-- START DATA FOR THIS TASK --
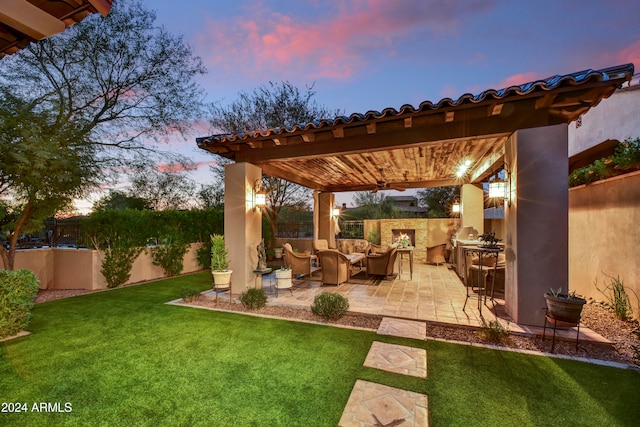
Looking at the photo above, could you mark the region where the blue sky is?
[82,0,640,211]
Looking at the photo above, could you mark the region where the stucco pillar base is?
[224,163,262,296]
[315,193,338,248]
[505,124,569,326]
[460,184,484,234]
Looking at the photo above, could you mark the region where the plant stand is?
[542,311,580,353]
[275,270,293,298]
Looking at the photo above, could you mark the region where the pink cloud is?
[616,40,640,68]
[196,0,492,81]
[156,161,218,172]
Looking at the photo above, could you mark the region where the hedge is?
[0,270,40,338]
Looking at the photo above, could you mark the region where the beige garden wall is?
[364,218,460,262]
[15,243,202,290]
[569,172,640,317]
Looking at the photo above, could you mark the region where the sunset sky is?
[86,0,640,211]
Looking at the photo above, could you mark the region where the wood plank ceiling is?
[197,64,633,192]
[0,0,112,58]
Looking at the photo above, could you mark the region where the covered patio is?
[197,64,633,325]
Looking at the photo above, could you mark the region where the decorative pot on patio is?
[211,234,233,289]
[544,289,587,323]
[211,270,233,289]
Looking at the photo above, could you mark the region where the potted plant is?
[273,248,284,259]
[544,288,587,324]
[276,267,293,289]
[211,234,233,289]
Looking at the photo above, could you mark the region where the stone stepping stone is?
[364,341,427,378]
[339,380,429,427]
[378,317,427,340]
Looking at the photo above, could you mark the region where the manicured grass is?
[0,273,640,426]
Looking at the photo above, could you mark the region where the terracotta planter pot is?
[544,293,587,323]
[211,270,233,289]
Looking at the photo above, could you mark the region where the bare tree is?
[129,168,196,211]
[0,0,205,269]
[211,82,341,246]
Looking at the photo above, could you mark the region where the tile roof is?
[196,64,634,144]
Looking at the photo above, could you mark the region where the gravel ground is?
[36,290,640,366]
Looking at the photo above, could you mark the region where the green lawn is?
[0,273,640,426]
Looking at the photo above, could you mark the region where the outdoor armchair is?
[283,243,311,276]
[318,249,351,285]
[313,239,329,254]
[367,246,398,276]
[427,243,447,265]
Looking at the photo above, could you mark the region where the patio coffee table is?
[344,252,367,271]
[397,246,414,280]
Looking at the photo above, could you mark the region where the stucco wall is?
[364,218,460,262]
[569,81,640,156]
[569,172,640,317]
[15,243,202,290]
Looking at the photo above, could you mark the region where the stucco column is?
[505,124,569,326]
[315,193,338,248]
[224,163,262,295]
[460,184,484,239]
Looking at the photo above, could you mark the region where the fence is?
[276,221,364,239]
[10,218,88,249]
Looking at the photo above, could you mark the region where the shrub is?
[240,288,267,310]
[569,138,640,187]
[476,318,509,344]
[100,239,142,288]
[311,292,349,320]
[594,274,637,320]
[0,270,40,338]
[180,286,200,302]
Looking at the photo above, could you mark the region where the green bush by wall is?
[0,270,40,338]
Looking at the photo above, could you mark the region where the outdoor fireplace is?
[391,228,416,246]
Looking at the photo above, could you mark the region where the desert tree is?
[417,186,460,218]
[0,0,205,269]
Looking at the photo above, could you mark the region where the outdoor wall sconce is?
[489,181,507,199]
[456,159,473,178]
[252,179,267,212]
[489,167,511,206]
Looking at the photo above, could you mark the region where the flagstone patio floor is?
[262,262,609,343]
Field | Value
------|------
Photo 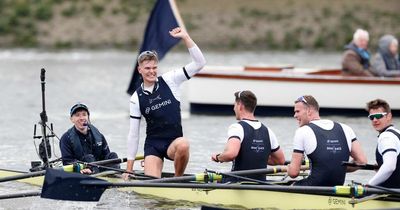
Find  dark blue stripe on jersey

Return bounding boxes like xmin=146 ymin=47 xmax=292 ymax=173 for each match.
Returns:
xmin=293 ymin=149 xmax=304 ymax=153
xmin=375 ymin=126 xmax=400 ymax=188
xmin=295 ymin=122 xmax=350 ymax=186
xmin=271 ymin=146 xmax=280 ymax=152
xmin=382 ymin=148 xmax=397 ymax=155
xmin=232 ymin=121 xmax=271 ymax=180
xmin=183 ymin=67 xmax=190 ymax=80
xmin=228 ymin=136 xmax=241 ymax=140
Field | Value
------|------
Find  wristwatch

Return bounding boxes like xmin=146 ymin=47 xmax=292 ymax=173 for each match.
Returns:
-- END DATA FOR THIS TASK --
TO BE DONE: Give every line of the rows above as a JSON list of strings, one string per line, with blank lines left out. Omit the pictures from the list.

RESULT:
[
  "Looking at the photo above, could you mark the region where the blue sky is?",
  "[82,0,640,211]",
  "Looking at the photo above, could you mark the region where the stucco pillar base is?",
  "[224,163,262,296]",
  "[315,193,338,248]",
  "[505,124,569,326]",
  "[460,184,484,234]",
  "Looking at the photo above, could you mark the region where the plant stand is?",
  "[542,311,580,353]",
  "[275,270,293,298]",
  "Looking at the photo above, could you mark the region where the pink cloud is?",
  "[616,40,640,68]",
  "[196,0,492,81]",
  "[156,161,218,172]",
  "Looking at the photo above, could you mark the region where the hedge is?",
  "[0,270,40,338]",
  "Looking at the photo above, could you mark the region where the beige garden wall is?",
  "[364,218,460,262]",
  "[15,243,202,290]",
  "[569,172,640,317]",
  "Looking at the photo above, could you mark the region where the sunset sky is?",
  "[86,0,640,211]",
  "Looking at the photo above, could you mark the region where the wood plank ceiling is?",
  "[197,64,633,192]",
  "[0,0,112,58]",
  "Looking at the photo above, could you mark the region where the covered patio is?",
  "[197,64,633,325]",
  "Looking at the photo above, could you mark the region where the decorative pot on patio is?",
  "[211,234,233,289]",
  "[544,289,587,323]",
  "[211,270,233,289]",
  "Looking at the photo above, could you mark the region where the potted plant is?",
  "[273,248,284,259]",
  "[544,288,587,324]",
  "[276,267,293,289]",
  "[211,234,233,289]",
  "Looking at the photo above, could you mark the region where the stone stepping stone is?",
  "[364,341,427,378]",
  "[339,380,429,427]",
  "[378,317,427,340]",
  "Looking at the photo above, could you mark the region where the manicured grass is?",
  "[0,273,640,426]",
  "Looking at the photo above, could you mark the region where the terracotta planter pot is?",
  "[544,293,587,323]",
  "[211,270,233,289]",
  "Looking at the photo above, could you mark the region where the bare tree is?",
  "[129,168,196,211]",
  "[0,0,205,269]",
  "[211,82,341,246]",
  "Looking at the photo above, could you mark the region where the tile roof is?",
  "[196,64,634,144]",
  "Looking at the photo above, could you mark the region where the gravel ground is?",
  "[36,290,640,366]",
  "Looking at the photo above, could you mark the region where the green lawn is?",
  "[0,273,640,426]",
  "Looking at the photo above, could you mark the region where the outdoor armchair is?",
  "[283,243,311,276]",
  "[318,249,351,285]",
  "[313,239,329,254]",
  "[367,246,398,276]",
  "[427,243,447,265]",
  "Looking at the photo above, could you mark the region where the patio coffee table is?",
  "[344,252,367,271]",
  "[397,246,414,280]",
  "Looking at the photo above, could you mark the region where the stucco wall is?",
  "[364,218,460,262]",
  "[569,81,640,156]",
  "[569,172,640,317]",
  "[15,243,202,290]",
  "Looking at the photo above, could you mark the region where the stucco column is?",
  "[505,124,569,326]",
  "[315,193,338,248]",
  "[224,163,262,295]",
  "[460,184,484,239]",
  "Looking at the photo above, could you mark the region where the fence is?",
  "[276,221,364,239]",
  "[10,218,88,249]",
  "Looking at the photo above, could you mark the region where the shrub is?",
  "[240,288,267,310]",
  "[569,138,640,187]",
  "[476,318,509,344]",
  "[100,239,142,288]",
  "[311,292,349,320]",
  "[594,274,637,320]",
  "[0,270,40,338]",
  "[180,286,200,302]",
  "Looking at the photo above, could you mark the region where the green bush by wall is?",
  "[0,270,40,338]",
  "Looking at the photo above, could you mark the region where the outdoor fireplace is?",
  "[391,228,416,246]",
  "Looking at the photo above, could you mark the region where the desert tree is?",
  "[417,186,460,218]",
  "[0,0,205,269]",
  "Looking at the photo above, could you mark the region where the outdoor wall sconce is?",
  "[489,181,507,199]",
  "[456,159,473,178]",
  "[252,179,267,212]",
  "[489,167,511,206]",
  "Looking at the photo above, could you mark the region where the flagstone patio floor is?",
  "[262,262,609,343]",
  "Field | Value",
  "------|------",
  "Photo ",
  "Find  dark blue stripe on jersey",
  "Return bounding boxes like xmin=146 ymin=47 xmax=292 ymax=173 for each match.",
  "Returns:",
  "xmin=293 ymin=149 xmax=304 ymax=153",
  "xmin=375 ymin=126 xmax=400 ymax=188",
  "xmin=295 ymin=122 xmax=350 ymax=186",
  "xmin=271 ymin=146 xmax=280 ymax=152",
  "xmin=382 ymin=148 xmax=397 ymax=155",
  "xmin=232 ymin=121 xmax=271 ymax=180",
  "xmin=183 ymin=67 xmax=190 ymax=80",
  "xmin=228 ymin=136 xmax=241 ymax=140",
  "Field | Value",
  "------|------",
  "Find  wristwatch",
  "Return bounding boxes like xmin=146 ymin=47 xmax=292 ymax=173 for each match.",
  "Returns:"
]